- _The task_
In the listing below, transcribe the line that contains "Pick out one point on every instance of the white and" and all lines following it, ending with the last line. Add nothing.

- _Data for processing_
* * *

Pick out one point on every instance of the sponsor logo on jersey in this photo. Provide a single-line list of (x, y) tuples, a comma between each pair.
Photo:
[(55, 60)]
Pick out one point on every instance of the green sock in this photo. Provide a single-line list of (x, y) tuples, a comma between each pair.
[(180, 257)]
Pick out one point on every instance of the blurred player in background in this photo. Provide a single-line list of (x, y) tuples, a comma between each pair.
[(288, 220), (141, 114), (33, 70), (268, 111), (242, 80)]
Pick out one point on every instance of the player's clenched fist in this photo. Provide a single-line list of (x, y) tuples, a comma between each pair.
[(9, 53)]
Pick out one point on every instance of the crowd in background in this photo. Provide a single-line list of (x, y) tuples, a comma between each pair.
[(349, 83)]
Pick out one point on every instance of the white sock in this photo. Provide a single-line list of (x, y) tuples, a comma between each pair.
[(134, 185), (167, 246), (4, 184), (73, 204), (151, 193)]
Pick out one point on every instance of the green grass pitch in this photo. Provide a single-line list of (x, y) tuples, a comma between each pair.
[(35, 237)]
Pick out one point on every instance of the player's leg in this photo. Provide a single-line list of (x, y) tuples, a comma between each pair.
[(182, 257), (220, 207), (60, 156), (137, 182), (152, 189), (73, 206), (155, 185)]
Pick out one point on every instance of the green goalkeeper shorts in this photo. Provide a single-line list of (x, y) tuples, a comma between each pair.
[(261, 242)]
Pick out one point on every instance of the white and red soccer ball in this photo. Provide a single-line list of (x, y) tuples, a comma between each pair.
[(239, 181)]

* * *

- _Answer area_
Pick out one point on every instance of the white and red soccer ball in this photo. Provide a single-line list of (x, y) tuples, a comma between each pair.
[(239, 181)]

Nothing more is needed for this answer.